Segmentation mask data
- - - - -

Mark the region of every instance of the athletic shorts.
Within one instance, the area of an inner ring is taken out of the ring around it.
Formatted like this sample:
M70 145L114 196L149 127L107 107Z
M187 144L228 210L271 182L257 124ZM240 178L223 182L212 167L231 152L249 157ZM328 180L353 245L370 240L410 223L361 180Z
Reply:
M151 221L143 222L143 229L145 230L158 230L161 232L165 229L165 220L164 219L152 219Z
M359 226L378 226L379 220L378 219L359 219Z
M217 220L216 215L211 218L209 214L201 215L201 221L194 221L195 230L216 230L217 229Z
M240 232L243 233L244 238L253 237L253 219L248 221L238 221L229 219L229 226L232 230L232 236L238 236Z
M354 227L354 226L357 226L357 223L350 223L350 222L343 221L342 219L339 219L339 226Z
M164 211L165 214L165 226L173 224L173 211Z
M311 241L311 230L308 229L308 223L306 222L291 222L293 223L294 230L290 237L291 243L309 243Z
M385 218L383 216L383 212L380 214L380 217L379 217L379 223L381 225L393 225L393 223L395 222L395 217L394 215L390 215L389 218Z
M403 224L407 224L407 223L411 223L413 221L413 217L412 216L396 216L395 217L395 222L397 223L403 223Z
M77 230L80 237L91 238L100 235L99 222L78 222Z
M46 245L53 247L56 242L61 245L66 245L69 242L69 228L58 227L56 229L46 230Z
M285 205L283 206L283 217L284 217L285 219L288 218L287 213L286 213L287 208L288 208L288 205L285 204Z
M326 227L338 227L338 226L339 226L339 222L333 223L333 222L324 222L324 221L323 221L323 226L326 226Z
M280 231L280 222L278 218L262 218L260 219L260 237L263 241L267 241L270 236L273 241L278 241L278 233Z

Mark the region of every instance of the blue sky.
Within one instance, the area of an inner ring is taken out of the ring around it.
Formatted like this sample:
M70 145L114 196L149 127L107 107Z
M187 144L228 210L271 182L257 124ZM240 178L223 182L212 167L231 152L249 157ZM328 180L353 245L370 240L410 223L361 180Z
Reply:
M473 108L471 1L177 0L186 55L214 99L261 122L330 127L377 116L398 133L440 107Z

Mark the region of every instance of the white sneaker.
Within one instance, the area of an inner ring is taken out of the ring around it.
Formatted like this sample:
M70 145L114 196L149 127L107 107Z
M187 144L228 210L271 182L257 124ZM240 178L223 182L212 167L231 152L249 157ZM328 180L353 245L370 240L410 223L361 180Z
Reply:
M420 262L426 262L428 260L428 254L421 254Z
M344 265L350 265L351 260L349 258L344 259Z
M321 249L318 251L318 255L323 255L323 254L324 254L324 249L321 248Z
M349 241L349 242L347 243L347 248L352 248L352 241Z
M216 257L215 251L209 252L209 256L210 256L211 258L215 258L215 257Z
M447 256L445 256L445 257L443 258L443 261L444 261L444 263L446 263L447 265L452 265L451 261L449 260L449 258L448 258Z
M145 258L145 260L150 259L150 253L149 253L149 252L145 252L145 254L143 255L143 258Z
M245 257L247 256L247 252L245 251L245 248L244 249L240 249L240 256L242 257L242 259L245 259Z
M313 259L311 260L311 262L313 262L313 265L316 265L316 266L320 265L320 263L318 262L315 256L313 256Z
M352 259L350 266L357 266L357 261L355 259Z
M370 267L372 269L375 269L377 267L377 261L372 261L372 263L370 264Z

- - - - -

## What is required
Each line above should be duplicated without any alteration.

## Completed exercise
Mark the region of every instance of the athletic shorts.
Within one instance, the area of an inner ring is taken out of the ring around it.
Formatted like this sample:
M70 145L114 196L149 127L107 107Z
M187 144L228 210L271 182L257 124ZM240 178L223 182L212 167L231 152L249 157ZM328 180L353 245L370 240L410 223L361 180Z
Reply:
M151 221L143 222L143 229L145 230L158 230L161 232L165 229L165 220L164 219L152 219Z
M359 226L378 226L379 220L378 219L359 219Z
M217 220L216 215L211 218L209 214L201 215L201 221L194 221L195 230L216 230L217 229Z
M240 232L243 233L244 238L253 237L253 219L248 221L238 221L229 219L229 226L232 230L232 236L238 236Z
M354 227L354 226L357 226L357 223L350 223L350 222L343 221L342 219L339 219L339 226Z
M164 211L165 214L165 226L173 224L173 211Z
M311 241L311 230L308 229L308 223L306 222L291 222L293 223L294 230L290 237L291 243L309 243Z
M385 218L383 216L383 212L380 214L380 217L379 217L379 223L381 225L393 225L393 223L395 222L395 217L394 215L390 215L389 218Z
M403 224L407 224L407 223L411 223L413 221L413 217L412 216L396 216L395 217L395 222L397 223L403 223Z
M77 230L80 237L91 238L100 235L99 222L78 222Z
M46 245L53 247L56 242L61 245L66 245L69 242L69 228L58 227L56 229L46 230Z
M285 205L283 206L283 217L284 217L285 219L288 218L287 213L286 213L287 208L288 208L288 205L285 204Z
M326 227L338 227L338 226L339 226L339 222L333 223L333 222L324 222L324 221L323 221L323 226L326 226Z
M280 231L280 222L278 218L262 218L260 219L260 237L263 241L267 241L270 236L273 241L278 241L278 233Z

Mark the region of every instance of the blue sky.
Within one instance, the area of an inner ring is taken out of the ring around it.
Formatted like this sample:
M70 145L114 196L149 127L107 107Z
M187 144L228 210L271 182L257 124ZM240 178L223 182L212 167L231 152L249 157ZM328 180L353 245L370 240L410 223L361 180Z
Reply:
M473 108L471 1L177 0L186 55L214 99L261 122L330 127L377 116L398 133L440 107Z

Mark the region of every instance of the white sneaker.
Within one instance, the area of an inner ring is taken out of the ring around it.
Formatted like this sample:
M70 145L114 196L149 127L107 107Z
M187 144L228 210L271 182L257 124ZM240 178L223 182L212 167L231 152L249 157ZM328 180L353 245L370 240L410 223L361 180Z
Reply:
M420 262L426 262L428 260L428 254L421 254Z
M344 265L350 265L351 260L349 258L344 259Z
M321 249L318 251L318 255L323 255L323 254L324 254L324 249L321 248Z
M349 241L349 242L347 243L347 248L352 248L352 241Z
M216 257L215 251L209 252L209 256L210 256L211 258L215 258L215 257Z
M447 256L445 256L445 257L443 258L443 261L444 261L444 263L446 263L447 265L452 265L451 261L449 260L449 258L448 258Z
M145 258L145 260L150 259L150 253L149 253L149 252L145 252L145 254L143 255L143 258Z
M245 257L247 256L247 252L245 251L245 248L244 249L240 249L240 256L242 257L242 259L245 259Z
M313 259L311 260L311 262L313 262L313 265L316 265L316 266L320 265L320 263L318 262L315 256L313 256Z
M352 259L350 266L357 266L357 261L355 259Z
M370 267L372 269L375 269L377 267L377 261L372 261L372 263L370 264Z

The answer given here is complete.